# R33 GTR Rear Spoiler - Water Leak?



## ru' (Feb 18, 2007)

I've been trying to find how water is getting into my boot, and it looks like it's coming from the actual bootlid.

I've taken the spoiler off, and it looks to me like the water is getting in underneath this somehow.

Does anyone know how the spoiler is supposed to be sealed, and where water is supposed to drain? There seems to be a few holes etc., and limited sealant.

Also, anyone know where I can get hold of the plastic clips which hold the spoiler on? Be good to replace them...

Cheers,

Ru'


----------



## SklyaFett (Oct 18, 2005)

I had this problem too. Used silicone and stuck it down and still leaked. Turns out it was comeing in around the rear windsreen trim and tracking down into the boot. Took me ages to work it out tho. Good luck finding and sorting it


----------



## jae (Aug 28, 2002)

Check the left hand lower side of the rear window seal, and the 'roof' of the boot around there.


----------



## ru' (Feb 18, 2007)

Cheers for the replies; having recently changed my lights and battery I've been in the boot a lot, and I really need to stop all leak'age.

I spent this morning pottering about with a watering can, doesn't look like there are any leaks from the rear screen, the boot seal, the rear lights or anything (did all this with the boot open).

I then closed the boot, poured water on it and lots came through into the boot. Seems to be coming straight down into it in the middle (well on either side of the middle) generally (i.e. not from around the seal area).

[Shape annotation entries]
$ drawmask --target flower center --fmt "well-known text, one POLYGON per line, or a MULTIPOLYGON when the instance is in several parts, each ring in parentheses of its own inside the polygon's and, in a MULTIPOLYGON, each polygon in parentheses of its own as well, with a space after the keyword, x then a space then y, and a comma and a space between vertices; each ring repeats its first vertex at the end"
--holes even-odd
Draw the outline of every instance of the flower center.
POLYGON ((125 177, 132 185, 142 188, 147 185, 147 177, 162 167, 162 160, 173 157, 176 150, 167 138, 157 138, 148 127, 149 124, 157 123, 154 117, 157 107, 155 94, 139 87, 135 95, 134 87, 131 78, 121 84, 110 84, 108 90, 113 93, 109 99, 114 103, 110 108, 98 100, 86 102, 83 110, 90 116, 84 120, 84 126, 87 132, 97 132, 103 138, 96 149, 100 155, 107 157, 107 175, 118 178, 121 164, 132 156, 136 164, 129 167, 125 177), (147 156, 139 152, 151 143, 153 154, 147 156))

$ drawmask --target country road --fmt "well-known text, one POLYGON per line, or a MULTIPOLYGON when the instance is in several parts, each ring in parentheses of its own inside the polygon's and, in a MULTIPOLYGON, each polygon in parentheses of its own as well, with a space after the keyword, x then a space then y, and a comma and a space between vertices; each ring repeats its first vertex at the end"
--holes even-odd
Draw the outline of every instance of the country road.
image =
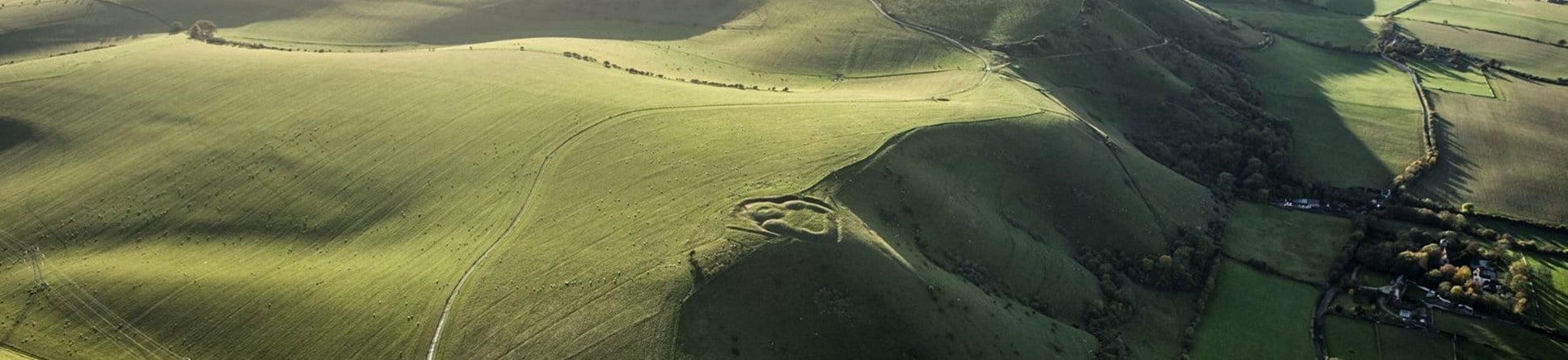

__Direction__. Copy out the full forum thread on the R33 GTR rear spoiler water leak, reproducing every line unchanged.

__Answer to the task__.
# R33 GTR Rear Spoiler - Water Leak?



## ru' (Feb 18, 2007)

I've been trying to find how water is getting into my boot, and it looks like it's coming from the actual bootlid.

I've taken the spoiler off, and it looks to me like the water is getting in underneath this somehow.

Does anyone know how the spoiler is supposed to be sealed, and where water is supposed to drain? There seems to be a few holes etc., and limited sealant.

Also, anyone know where I can get hold of the plastic clips which hold the spoiler on? Be good to replace them...

Cheers,

Ru'


----------



## SklyaFett (Oct 18, 2005)

I had this problem too. Used silicone and stuck it down and still leaked. Turns out it was comeing in around the rear windsreen trim and tracking down into the boot. Took me ages to work it out tho. Good luck finding and sorting it


----------



## jae (Aug 28, 2002)

Check the left hand lower side of the rear window seal, and the 'roof' of the boot around there.


----------



## ru' (Feb 18, 2007)

Cheers for the replies; having recently changed my lights and battery I've been in the boot a lot, and I really need to stop all leak'age.

I spent this morning pottering about with a watering can, doesn't look like there are any leaks from the rear screen, the boot seal, the rear lights or anything (did all this with the boot open).

I then closed the boot, poured water on it and lots came through into the boot. Seems to be coming straight down into it in the middle (well on either side of the middle) generally (i.e. not from around the seal area).